┌─ RECORDS SHOWN

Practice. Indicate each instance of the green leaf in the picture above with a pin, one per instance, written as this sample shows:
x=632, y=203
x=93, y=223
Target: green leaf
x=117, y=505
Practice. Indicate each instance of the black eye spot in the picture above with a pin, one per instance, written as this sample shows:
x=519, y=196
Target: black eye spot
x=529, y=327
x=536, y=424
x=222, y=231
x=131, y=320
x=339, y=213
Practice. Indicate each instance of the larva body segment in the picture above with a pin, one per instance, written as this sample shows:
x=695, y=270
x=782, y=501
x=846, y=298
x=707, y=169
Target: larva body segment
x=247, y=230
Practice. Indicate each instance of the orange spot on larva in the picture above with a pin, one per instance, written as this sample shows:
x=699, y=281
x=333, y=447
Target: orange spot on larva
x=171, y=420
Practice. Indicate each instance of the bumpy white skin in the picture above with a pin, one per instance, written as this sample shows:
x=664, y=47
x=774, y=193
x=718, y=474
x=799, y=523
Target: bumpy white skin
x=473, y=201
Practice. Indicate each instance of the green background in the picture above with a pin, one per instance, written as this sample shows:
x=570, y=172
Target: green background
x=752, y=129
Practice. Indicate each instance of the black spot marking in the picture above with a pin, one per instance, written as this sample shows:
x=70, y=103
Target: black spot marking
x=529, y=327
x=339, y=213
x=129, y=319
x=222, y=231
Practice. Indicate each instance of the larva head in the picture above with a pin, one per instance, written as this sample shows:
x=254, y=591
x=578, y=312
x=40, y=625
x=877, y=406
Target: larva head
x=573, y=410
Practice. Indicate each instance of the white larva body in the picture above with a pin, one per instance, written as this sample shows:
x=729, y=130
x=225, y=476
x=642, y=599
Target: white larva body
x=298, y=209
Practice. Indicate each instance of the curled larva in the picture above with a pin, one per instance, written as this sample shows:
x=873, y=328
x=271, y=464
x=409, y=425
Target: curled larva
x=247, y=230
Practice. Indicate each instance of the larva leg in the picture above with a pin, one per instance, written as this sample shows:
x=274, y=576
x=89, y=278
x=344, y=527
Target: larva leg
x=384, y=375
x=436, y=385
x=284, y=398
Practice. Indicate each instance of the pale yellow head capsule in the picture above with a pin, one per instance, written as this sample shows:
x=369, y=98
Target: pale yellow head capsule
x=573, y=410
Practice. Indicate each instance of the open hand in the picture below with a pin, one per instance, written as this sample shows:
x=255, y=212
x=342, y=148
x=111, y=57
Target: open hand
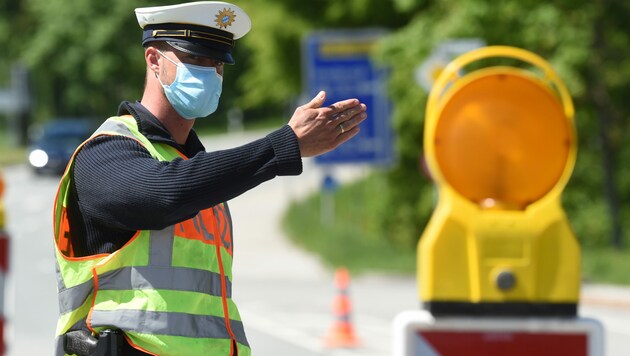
x=321, y=129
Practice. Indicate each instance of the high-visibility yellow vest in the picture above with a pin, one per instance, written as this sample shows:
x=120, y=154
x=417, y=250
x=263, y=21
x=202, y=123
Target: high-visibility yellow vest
x=169, y=291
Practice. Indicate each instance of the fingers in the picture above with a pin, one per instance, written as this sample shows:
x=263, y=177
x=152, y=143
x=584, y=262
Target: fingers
x=317, y=101
x=356, y=117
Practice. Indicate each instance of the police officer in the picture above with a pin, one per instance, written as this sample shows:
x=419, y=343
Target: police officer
x=142, y=232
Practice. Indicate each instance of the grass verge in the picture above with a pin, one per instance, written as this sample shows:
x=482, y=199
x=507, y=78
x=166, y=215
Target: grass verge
x=353, y=240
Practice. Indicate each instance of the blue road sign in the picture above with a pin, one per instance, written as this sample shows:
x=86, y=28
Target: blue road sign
x=339, y=63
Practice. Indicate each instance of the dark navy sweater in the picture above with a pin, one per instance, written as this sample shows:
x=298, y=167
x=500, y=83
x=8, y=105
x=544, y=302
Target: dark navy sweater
x=118, y=188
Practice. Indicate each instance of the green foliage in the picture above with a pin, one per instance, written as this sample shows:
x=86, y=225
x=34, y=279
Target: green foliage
x=85, y=57
x=561, y=32
x=352, y=238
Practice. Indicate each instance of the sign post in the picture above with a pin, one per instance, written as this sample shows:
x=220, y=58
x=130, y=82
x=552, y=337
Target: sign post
x=339, y=63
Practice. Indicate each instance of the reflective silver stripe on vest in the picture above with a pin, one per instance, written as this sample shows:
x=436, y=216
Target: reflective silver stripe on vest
x=115, y=126
x=74, y=297
x=171, y=278
x=161, y=247
x=169, y=323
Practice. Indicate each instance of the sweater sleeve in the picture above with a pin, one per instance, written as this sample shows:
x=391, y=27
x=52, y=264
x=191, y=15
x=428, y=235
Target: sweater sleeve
x=119, y=184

└─

Rewrite the part that opens with the line containing "Practice. Indicate each instance of the larva leg" and closes with the line containing "x=284, y=398", swapping "larva leg" for "caterpillar leg" and keeping everything else the same.

Practice. Indicate each instance of the caterpillar leg in the picture above with a pin, one per instance, written as this sample shows:
x=274, y=576
x=89, y=278
x=344, y=527
Target: caterpillar leg
x=384, y=375
x=436, y=385
x=284, y=398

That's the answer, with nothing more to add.